◆ Exercise
In the text on the FusePose framework, by what percentage does KineFuse surpass the previous state-of-the-art that uses IMU only for testing on the Total Capture dataset?

There exist challenging problems in 3D human pose estimation mission, such as poor performance caused by occlusion and self-occlusion. Recently, IMU-vision sensor fusion is regarded as valuable for solving these problems. However, previous researches on the fusion of IMU and vision data, which is heterogeneous, fail to adequately utilize either IMU raw data or reliable high-level vision features. To facilitate a more efficient sensor fusion, in this work we propose a framework called FusePose under a parametric human kinematic model. Specifically, we aggregate different information of IMU or vision data and introduce three distinctive sensor fusion approaches: NaiveFuse, KineFuse and AdaDeepFuse. NaiveFuse servers as a basic approach that only fuses simplified IMU data and estimated 3D pose in euclidean space. While in kinematic space, KineFuse is able to integrate the calibrated and aligned IMU raw data with converted 3D pose parameters. AdaDeepFuse further develops this kinematical fusion process to an adaptive and end-to-end trainable manner. Comprehensive experiments with ablation studies demonstrate the rationality and superiority of the proposed framework. The performance of 3D human pose estimation is improved compared to the baseline result. On Total Capture dataset, KineFuse surpasses previous state-of-the-art which uses IMU only for testing by 8.6%. AdaDeepFuse surpasses state-of-the-art which uses IMU for both training and testing by 8.5%. Moreover, we validate the generalization capability of our framework through experiments on Human3.6M dataset.

3D pose estimation, Human kinematic model, Sensor fusion, IMUs

I Introduction

Fig. 1: Self-occlusions introduce challenge in estimating 3D human pose from only vision data. IMUs can provide extra occlusion-free information. Here ground truth poses are shown for clarity.

3D human pose estimation is one of the most important problems in computer vision, which is closely related with human motion analysis, action recognition, human-computer interaction and so on [34, 51, 9, 1, 27]. The common solution of this problem is to predict the 3D keypoint coordinates of a predefined human skeleton from single-view [32] or multi-view RGB images [18, 39]. In this solution, it is widely known that occlusions or self-occlusion in images introduce stochastic estimation error in extracting image features. As shown in Figure 1, the occlusion is inevitable in vision data. It may significantly reduce the performance and result in unreasonable human pose [54, 22].

◆ Data shown
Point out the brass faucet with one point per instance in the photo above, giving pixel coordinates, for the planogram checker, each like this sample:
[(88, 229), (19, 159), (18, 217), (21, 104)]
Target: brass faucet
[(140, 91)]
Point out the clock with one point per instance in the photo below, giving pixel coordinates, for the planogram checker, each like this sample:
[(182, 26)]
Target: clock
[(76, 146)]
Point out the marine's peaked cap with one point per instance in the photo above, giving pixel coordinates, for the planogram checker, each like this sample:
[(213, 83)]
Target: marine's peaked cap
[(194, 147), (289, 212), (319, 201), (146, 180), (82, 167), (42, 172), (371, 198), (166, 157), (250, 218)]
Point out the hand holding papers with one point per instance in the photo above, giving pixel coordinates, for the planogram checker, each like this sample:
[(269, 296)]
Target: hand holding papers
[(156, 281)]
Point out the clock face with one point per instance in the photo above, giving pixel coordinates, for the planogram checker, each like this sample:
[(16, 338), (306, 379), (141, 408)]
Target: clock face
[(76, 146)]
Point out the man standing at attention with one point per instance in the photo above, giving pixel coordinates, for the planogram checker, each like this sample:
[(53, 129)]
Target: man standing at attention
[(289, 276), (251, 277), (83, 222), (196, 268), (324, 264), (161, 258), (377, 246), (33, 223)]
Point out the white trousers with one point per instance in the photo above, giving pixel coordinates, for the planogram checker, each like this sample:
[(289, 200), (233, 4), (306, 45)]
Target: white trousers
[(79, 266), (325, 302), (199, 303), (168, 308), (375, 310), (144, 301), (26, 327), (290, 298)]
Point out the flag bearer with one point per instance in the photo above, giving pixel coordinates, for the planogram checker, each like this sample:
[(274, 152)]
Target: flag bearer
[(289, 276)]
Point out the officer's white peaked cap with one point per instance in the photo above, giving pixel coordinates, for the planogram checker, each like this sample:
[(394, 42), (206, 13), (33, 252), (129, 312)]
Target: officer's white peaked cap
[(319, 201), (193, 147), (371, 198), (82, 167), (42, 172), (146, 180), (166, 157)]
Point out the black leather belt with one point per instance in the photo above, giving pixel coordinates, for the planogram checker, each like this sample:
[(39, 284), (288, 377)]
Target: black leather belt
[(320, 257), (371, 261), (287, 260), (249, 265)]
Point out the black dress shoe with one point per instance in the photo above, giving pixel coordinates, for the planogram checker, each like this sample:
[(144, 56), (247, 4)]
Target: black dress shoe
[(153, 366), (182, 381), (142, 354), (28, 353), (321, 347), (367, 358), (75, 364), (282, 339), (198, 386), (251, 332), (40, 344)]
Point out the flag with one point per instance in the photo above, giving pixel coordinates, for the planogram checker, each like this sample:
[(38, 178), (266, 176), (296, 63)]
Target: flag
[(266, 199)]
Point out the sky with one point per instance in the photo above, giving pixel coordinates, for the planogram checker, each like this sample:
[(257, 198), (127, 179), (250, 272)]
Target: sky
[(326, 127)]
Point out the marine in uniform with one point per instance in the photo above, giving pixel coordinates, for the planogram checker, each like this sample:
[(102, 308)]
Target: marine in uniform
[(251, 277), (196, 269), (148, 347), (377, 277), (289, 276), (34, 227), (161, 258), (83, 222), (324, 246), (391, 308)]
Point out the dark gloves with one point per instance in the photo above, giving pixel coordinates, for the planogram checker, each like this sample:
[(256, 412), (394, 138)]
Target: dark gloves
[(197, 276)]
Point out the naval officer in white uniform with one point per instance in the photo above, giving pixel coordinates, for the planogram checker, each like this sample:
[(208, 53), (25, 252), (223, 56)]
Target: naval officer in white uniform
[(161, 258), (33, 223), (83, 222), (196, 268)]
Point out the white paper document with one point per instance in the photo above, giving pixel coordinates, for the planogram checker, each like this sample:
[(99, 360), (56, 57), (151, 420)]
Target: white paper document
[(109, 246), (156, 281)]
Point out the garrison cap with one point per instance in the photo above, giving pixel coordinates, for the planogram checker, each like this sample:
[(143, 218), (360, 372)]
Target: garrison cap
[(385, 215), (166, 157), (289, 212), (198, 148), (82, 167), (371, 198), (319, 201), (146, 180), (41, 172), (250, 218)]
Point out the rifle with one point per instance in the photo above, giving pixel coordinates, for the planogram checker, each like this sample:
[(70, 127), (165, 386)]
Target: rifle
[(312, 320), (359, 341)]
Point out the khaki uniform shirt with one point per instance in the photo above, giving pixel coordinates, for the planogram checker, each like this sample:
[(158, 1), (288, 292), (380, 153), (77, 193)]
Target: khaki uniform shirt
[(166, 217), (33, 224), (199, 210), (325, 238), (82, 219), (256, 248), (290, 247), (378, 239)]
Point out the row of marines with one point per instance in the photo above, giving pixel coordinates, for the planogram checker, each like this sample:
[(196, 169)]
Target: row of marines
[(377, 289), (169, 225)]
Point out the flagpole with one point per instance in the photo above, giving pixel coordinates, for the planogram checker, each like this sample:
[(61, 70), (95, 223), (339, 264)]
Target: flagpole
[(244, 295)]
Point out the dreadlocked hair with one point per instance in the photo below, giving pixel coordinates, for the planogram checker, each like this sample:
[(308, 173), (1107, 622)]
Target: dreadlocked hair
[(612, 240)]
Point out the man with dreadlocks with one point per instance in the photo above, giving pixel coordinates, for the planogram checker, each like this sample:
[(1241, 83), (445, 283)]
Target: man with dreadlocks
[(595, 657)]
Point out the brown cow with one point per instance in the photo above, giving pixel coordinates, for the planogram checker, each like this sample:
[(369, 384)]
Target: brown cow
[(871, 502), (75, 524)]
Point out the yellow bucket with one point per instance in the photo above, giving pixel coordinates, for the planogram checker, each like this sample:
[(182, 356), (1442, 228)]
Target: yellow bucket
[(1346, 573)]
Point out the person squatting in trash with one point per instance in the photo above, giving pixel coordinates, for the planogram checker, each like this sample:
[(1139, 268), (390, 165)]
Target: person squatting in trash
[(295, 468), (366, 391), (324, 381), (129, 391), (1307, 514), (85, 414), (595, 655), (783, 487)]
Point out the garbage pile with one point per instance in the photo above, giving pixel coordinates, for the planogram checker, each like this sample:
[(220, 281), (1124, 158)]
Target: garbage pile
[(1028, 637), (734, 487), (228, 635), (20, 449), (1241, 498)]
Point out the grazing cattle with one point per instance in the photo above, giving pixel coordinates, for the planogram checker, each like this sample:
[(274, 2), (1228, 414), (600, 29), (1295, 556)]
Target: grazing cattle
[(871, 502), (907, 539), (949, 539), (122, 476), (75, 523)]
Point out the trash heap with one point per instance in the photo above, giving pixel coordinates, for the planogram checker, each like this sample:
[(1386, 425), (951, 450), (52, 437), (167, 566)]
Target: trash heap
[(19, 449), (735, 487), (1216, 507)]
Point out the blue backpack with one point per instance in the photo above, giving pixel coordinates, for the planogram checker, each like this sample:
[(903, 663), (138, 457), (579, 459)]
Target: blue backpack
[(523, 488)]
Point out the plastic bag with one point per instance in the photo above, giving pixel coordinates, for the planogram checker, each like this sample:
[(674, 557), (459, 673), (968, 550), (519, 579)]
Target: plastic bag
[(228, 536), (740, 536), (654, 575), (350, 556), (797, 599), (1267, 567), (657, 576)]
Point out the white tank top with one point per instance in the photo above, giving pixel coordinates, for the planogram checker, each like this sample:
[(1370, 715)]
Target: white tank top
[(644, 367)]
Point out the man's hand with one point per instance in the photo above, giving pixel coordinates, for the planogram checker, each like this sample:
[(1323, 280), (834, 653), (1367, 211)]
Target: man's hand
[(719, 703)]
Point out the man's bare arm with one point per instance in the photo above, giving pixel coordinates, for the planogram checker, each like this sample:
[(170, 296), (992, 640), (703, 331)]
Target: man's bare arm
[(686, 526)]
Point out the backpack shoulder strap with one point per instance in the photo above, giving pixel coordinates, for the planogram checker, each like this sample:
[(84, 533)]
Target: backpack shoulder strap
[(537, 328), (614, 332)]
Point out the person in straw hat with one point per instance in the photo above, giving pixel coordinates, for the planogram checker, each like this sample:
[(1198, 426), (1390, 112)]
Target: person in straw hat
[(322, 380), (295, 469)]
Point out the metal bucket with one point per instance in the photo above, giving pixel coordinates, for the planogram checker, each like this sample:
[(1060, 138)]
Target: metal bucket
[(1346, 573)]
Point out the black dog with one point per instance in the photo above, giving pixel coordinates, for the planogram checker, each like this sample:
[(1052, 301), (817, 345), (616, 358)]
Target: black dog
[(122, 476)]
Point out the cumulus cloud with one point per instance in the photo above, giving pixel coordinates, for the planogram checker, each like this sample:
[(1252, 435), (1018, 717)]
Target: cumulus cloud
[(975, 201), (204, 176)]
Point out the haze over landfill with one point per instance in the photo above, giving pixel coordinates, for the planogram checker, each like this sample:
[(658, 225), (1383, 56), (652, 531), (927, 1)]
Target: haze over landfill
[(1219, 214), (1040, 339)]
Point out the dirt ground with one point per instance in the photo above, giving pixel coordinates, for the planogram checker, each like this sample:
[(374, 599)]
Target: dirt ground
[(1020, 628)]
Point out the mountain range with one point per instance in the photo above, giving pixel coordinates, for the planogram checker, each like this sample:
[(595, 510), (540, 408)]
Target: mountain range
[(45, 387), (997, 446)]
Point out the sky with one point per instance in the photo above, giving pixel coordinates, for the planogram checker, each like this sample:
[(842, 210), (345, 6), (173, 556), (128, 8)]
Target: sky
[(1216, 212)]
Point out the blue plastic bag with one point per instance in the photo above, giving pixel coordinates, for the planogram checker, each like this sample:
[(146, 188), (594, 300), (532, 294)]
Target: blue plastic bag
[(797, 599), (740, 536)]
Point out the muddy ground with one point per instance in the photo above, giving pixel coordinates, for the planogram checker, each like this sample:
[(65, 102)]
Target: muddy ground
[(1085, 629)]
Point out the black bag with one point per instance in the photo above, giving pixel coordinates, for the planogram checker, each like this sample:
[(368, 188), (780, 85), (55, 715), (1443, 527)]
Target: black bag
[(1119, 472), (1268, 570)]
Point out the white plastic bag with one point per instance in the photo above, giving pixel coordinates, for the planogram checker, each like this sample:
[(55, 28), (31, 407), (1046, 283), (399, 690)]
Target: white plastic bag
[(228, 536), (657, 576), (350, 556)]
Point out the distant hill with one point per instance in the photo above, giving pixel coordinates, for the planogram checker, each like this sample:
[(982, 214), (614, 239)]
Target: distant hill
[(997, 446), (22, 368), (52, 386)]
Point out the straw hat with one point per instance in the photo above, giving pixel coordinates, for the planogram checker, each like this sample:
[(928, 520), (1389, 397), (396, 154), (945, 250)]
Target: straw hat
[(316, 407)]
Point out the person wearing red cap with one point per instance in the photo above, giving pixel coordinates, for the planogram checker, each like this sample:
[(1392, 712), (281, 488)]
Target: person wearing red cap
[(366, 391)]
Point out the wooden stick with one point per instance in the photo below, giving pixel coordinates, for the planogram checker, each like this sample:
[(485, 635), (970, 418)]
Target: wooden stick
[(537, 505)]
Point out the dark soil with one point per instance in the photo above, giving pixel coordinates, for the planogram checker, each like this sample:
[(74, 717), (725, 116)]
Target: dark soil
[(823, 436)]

◆ Full response
8.6%